> DATA
────

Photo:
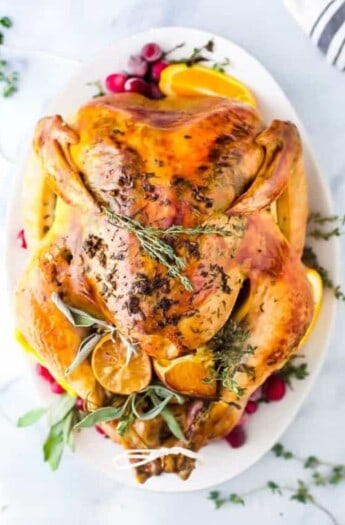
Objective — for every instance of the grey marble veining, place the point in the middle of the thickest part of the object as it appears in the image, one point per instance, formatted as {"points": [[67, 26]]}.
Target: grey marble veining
{"points": [[78, 29]]}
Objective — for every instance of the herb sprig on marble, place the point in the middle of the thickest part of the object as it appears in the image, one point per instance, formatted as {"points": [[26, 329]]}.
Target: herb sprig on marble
{"points": [[62, 416], [323, 227], [323, 473], [8, 77], [198, 56]]}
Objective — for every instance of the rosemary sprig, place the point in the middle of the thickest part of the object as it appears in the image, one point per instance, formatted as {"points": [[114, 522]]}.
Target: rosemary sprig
{"points": [[229, 347], [332, 474], [153, 243]]}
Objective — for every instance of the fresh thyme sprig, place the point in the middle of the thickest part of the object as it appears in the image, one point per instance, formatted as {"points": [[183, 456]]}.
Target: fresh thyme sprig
{"points": [[153, 243], [198, 55], [291, 370], [309, 258], [316, 218], [147, 404], [8, 77], [332, 474], [229, 347]]}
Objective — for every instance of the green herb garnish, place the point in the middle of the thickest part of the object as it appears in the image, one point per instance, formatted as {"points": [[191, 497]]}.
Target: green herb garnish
{"points": [[153, 243], [147, 404], [301, 492], [319, 222], [62, 416], [229, 347], [8, 78], [82, 319]]}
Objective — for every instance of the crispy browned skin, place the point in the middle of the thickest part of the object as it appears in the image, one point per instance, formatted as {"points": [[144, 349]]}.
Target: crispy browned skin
{"points": [[178, 161]]}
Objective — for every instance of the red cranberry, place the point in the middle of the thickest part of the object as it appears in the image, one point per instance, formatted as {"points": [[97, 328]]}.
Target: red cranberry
{"points": [[157, 68], [155, 92], [257, 394], [21, 239], [274, 388], [151, 52], [56, 388], [237, 437], [100, 430], [79, 403], [251, 407], [137, 66], [137, 85], [116, 82], [243, 419], [44, 373]]}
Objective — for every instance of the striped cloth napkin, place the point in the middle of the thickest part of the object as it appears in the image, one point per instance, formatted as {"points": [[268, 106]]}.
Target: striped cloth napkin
{"points": [[324, 21]]}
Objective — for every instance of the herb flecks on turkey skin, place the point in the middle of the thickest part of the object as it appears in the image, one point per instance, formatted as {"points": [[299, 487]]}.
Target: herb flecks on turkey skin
{"points": [[179, 161]]}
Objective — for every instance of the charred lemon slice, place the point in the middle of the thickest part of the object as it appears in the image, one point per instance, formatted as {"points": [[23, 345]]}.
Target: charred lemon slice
{"points": [[190, 375], [179, 79], [29, 350], [113, 371], [315, 281]]}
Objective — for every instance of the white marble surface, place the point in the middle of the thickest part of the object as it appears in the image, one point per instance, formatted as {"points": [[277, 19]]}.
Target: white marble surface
{"points": [[78, 29]]}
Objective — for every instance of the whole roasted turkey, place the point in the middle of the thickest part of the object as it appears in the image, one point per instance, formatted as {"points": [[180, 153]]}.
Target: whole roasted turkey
{"points": [[188, 162]]}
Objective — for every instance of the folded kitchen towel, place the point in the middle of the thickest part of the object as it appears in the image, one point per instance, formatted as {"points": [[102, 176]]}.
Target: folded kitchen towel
{"points": [[324, 21]]}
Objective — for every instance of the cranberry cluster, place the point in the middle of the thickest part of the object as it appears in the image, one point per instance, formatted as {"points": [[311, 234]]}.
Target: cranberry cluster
{"points": [[273, 389], [142, 75]]}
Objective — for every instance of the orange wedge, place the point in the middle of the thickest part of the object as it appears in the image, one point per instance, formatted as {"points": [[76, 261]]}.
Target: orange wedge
{"points": [[109, 364], [315, 281], [188, 374], [179, 79]]}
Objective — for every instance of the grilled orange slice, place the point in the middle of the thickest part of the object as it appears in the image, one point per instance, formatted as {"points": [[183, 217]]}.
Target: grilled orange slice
{"points": [[179, 79], [109, 364], [190, 375]]}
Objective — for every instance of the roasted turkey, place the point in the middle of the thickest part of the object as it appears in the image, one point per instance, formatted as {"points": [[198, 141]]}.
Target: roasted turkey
{"points": [[186, 162]]}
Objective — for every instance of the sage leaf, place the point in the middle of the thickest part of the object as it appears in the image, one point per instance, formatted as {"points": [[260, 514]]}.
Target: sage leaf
{"points": [[53, 448], [60, 408], [101, 416], [75, 316], [173, 425], [67, 431], [84, 350], [31, 417], [155, 411]]}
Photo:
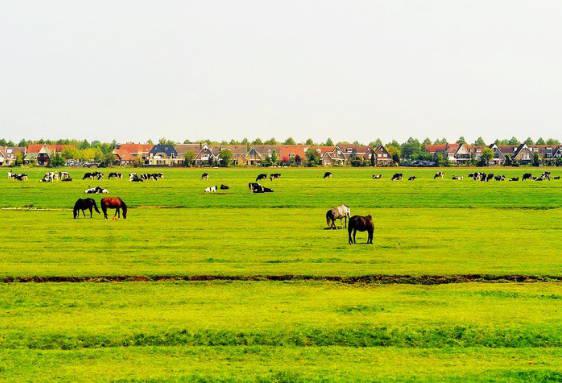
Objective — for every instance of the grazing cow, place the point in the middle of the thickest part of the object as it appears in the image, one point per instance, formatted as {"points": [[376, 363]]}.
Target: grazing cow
{"points": [[96, 190], [338, 212], [114, 175], [360, 223]]}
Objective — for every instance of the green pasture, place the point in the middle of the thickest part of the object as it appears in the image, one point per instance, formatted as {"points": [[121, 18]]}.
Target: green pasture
{"points": [[298, 188], [293, 331]]}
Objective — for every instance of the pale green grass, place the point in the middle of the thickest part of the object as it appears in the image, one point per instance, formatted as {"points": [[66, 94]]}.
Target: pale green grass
{"points": [[281, 241], [87, 315], [297, 188], [283, 364]]}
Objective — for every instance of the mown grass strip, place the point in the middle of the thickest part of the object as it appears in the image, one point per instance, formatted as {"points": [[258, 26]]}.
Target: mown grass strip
{"points": [[360, 336], [364, 279]]}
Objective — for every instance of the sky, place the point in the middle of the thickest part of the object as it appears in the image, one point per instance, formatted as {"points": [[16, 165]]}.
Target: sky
{"points": [[133, 70]]}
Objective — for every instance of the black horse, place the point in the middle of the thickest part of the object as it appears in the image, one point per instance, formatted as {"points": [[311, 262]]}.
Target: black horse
{"points": [[114, 203], [83, 204], [361, 223]]}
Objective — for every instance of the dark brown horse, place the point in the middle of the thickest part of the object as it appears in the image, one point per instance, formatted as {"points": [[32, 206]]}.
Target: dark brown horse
{"points": [[361, 223], [114, 203], [84, 204]]}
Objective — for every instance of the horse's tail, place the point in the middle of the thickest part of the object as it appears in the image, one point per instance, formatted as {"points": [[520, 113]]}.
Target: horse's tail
{"points": [[75, 209], [124, 208]]}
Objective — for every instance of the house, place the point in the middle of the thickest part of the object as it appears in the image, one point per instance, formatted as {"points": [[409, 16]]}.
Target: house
{"points": [[183, 149], [382, 156], [207, 155], [446, 151], [8, 155], [41, 154], [164, 155], [353, 152], [130, 154], [292, 154]]}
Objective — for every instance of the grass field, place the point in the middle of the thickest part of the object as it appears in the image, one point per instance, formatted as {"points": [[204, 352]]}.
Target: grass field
{"points": [[298, 330]]}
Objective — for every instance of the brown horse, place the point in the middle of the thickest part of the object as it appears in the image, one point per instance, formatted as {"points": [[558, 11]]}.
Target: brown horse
{"points": [[114, 203], [361, 223]]}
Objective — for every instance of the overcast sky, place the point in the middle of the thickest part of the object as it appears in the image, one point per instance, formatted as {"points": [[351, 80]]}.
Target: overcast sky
{"points": [[133, 70]]}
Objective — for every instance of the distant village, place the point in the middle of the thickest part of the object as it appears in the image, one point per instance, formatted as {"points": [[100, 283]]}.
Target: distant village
{"points": [[165, 153]]}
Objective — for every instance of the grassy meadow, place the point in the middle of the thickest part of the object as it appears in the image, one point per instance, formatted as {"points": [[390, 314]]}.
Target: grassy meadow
{"points": [[265, 330]]}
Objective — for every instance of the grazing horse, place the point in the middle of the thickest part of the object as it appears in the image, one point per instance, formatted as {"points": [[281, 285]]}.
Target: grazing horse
{"points": [[361, 223], [83, 204], [338, 212], [114, 203]]}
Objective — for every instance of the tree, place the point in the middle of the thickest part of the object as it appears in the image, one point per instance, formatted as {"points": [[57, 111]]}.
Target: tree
{"points": [[411, 148], [225, 157], [188, 158], [312, 157], [513, 141], [486, 157], [480, 142], [375, 143], [56, 161]]}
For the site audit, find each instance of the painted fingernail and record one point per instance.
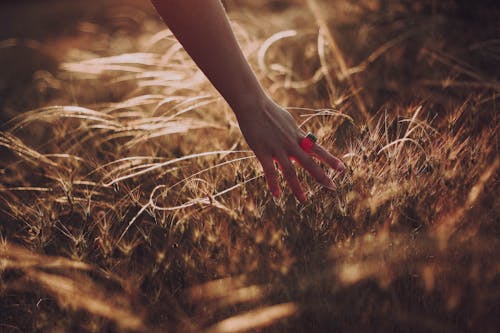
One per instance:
(330, 184)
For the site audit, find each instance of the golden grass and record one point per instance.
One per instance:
(132, 202)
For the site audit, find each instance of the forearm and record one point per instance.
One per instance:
(203, 29)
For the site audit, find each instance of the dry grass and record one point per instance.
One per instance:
(130, 202)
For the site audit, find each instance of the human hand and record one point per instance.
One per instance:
(273, 135)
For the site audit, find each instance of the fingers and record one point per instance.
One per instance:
(291, 177)
(328, 158)
(271, 175)
(308, 164)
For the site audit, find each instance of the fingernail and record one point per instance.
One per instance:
(330, 185)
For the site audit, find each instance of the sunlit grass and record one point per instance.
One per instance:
(133, 202)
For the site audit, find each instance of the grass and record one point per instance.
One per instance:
(129, 200)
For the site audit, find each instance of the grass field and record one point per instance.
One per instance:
(129, 200)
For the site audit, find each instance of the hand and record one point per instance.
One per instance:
(273, 135)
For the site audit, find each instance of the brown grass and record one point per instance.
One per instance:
(130, 202)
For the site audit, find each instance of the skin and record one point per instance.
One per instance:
(202, 27)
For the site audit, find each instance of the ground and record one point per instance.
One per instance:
(129, 200)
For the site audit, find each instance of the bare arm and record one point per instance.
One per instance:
(202, 27)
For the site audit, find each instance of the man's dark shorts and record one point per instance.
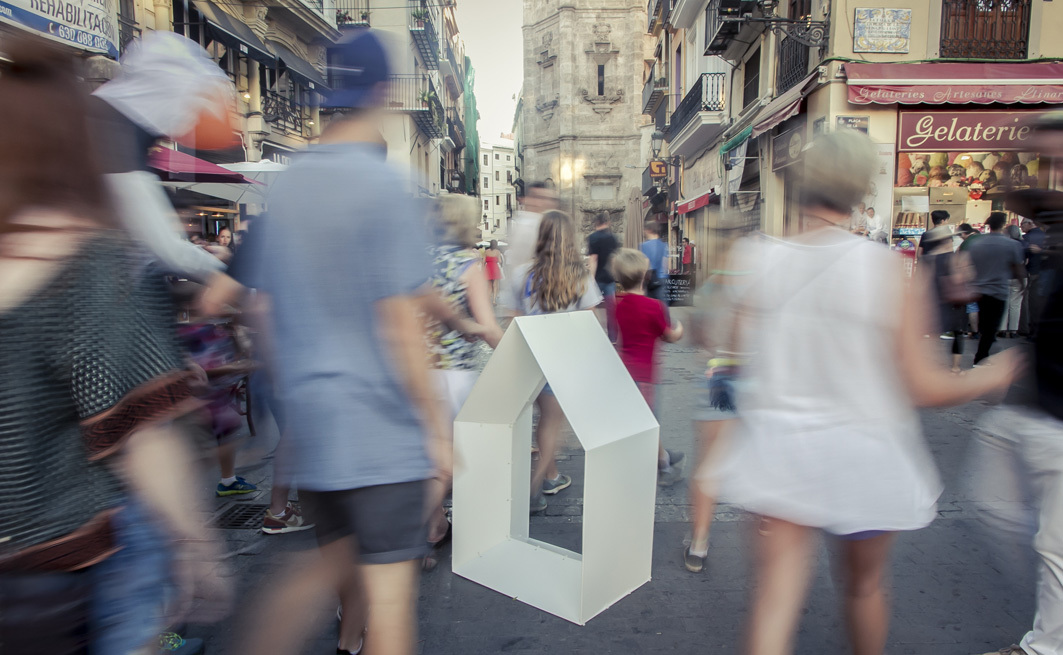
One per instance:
(387, 521)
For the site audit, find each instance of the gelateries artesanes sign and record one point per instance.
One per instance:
(968, 131)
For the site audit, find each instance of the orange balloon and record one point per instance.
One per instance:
(212, 132)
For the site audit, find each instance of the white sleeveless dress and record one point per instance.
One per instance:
(828, 436)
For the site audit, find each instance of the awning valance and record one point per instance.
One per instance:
(234, 33)
(174, 166)
(696, 203)
(941, 83)
(787, 105)
(300, 69)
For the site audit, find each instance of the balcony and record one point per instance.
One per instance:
(455, 181)
(723, 23)
(416, 95)
(128, 30)
(352, 13)
(283, 114)
(701, 117)
(653, 91)
(424, 33)
(984, 29)
(452, 72)
(793, 65)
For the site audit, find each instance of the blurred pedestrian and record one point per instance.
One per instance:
(1033, 244)
(98, 517)
(524, 231)
(492, 263)
(950, 288)
(997, 261)
(828, 437)
(555, 281)
(351, 364)
(458, 275)
(1024, 440)
(656, 251)
(601, 246)
(1012, 314)
(642, 324)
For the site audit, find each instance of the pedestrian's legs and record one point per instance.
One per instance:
(866, 606)
(990, 311)
(546, 435)
(391, 589)
(704, 502)
(1043, 452)
(783, 553)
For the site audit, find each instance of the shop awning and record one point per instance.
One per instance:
(955, 83)
(173, 166)
(300, 69)
(696, 203)
(736, 140)
(785, 106)
(234, 33)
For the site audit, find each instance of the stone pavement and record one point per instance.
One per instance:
(956, 589)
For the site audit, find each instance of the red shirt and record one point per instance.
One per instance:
(641, 322)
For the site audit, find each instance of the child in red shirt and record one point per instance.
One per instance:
(642, 322)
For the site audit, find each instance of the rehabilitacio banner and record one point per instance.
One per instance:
(90, 24)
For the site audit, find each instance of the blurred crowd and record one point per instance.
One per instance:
(130, 351)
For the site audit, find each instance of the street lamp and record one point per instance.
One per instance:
(657, 141)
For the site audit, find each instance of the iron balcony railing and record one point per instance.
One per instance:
(706, 95)
(284, 113)
(128, 30)
(352, 13)
(416, 95)
(653, 91)
(984, 29)
(793, 64)
(424, 33)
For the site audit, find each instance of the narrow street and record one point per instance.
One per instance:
(956, 587)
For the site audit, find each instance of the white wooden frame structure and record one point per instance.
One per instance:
(492, 438)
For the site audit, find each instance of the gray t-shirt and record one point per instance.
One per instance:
(995, 256)
(326, 255)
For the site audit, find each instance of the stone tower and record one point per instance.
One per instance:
(583, 85)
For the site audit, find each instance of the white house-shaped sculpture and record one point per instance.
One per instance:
(492, 438)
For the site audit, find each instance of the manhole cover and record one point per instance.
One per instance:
(242, 517)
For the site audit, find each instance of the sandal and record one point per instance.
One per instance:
(432, 559)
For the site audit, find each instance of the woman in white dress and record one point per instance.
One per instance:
(829, 438)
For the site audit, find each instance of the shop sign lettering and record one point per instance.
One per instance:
(939, 131)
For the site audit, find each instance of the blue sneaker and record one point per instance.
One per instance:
(172, 642)
(240, 486)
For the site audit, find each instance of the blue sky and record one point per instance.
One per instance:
(491, 31)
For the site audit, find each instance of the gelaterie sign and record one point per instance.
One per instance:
(967, 131)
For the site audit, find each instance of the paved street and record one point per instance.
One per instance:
(954, 591)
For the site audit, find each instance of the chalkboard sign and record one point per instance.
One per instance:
(680, 290)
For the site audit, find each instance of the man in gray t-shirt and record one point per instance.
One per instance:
(997, 261)
(351, 369)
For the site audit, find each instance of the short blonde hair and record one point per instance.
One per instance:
(457, 220)
(629, 268)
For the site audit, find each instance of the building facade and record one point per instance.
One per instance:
(737, 88)
(498, 190)
(581, 123)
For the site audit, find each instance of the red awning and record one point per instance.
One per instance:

────

> AIM OF THE TASK
What lines in the listing above hold the string "blurred"? List them.

> THE COMPLETED TASK
For the site audit, find each instance of the blurred pedestrian and record one point per instance.
For the site audit, find each instance of the blurred crowd and record one point per instance.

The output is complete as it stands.